(Information given Opens)

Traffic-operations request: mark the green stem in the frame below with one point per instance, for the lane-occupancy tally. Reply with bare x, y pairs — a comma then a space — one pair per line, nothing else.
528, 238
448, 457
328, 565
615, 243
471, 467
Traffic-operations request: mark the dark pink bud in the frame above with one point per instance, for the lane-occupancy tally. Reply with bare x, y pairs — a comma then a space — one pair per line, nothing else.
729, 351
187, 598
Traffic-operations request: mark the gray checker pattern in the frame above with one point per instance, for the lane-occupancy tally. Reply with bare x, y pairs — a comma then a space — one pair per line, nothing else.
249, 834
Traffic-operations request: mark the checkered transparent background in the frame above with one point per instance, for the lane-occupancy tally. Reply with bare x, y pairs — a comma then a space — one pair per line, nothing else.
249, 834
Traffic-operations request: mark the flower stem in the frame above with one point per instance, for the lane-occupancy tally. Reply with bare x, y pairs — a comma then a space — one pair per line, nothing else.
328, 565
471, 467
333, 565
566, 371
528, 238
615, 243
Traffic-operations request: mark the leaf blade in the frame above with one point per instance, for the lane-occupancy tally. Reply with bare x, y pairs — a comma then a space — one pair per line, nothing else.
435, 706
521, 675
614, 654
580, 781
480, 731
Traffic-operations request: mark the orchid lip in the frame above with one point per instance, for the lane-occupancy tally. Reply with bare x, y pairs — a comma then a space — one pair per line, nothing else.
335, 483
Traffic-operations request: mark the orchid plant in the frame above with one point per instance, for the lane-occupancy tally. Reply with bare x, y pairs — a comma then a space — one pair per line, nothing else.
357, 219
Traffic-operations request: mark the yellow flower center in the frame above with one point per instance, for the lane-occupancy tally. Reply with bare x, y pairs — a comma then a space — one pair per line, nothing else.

(Information given Closes)

→ **Problem statement**
From beginning to end, the data must be duplicated exactly.

→ **Your solution**
Traffic-operations request: mark the green stem in the frame below with one point per instance, for the lane-occupancy tally. Reply with bare x, y pairs — a comma then a space — one pair per line, nothing else.
528, 238
448, 457
328, 565
615, 243
471, 467
Traffic-operations request: mark the dark pink bud in the frame above with one point per instance, for the lane-occupancy tally. Reply with bare x, y pairs — a comma then a space — one pair per line, nothing else.
729, 351
187, 598
Traffic-operations request: mark the gray checker pattern in the frame above with one point per instance, for the lane-occupancy tally. Reply with bare x, y pairs — a comma then a space — one pair per line, nothing else.
249, 834
Traffic-operations request: mark the checkered transparent background in the frame above with one point per instance, for the lane-occupancy tally. Reply with bare x, y pairs — a comma then a space — one pair per line, nothing else.
249, 834
Traffic-operations request: mark the flower stem in the frame above with one point per instance, for the lane-occupancy tally. Reply with bare x, y pairs — a comma then a space — one pair per line, nothing else.
328, 565
471, 467
333, 565
566, 371
528, 238
615, 243
Traffic-operations request: mark the leaf blade in the frame above with one point per instance, for the lane-occupancy tally. Reply with bare x, y pairs — a comma then a space — one pair per line, nothing else.
435, 706
521, 675
614, 654
580, 781
480, 731
Traffic-operations request: mark the orchid lip in the frame above with one point per instance, for the lane-occupancy tally. Reply with bare x, y pairs — a comma then a space — one pair per line, nothing else.
335, 483
Traffic-operations request: mark the orchid plant in the frame above with one point per instance, for the lane-occupancy tally. Reply with bare x, y pairs — a comma then a space — one pair per line, nothing else.
357, 219
Traffic-operations request: mark the yellow flower center in the frame above with one point per instance, for the lane-occupancy tally. Reply with bare x, y pairs — a comma then a space — one pair per line, nothing else.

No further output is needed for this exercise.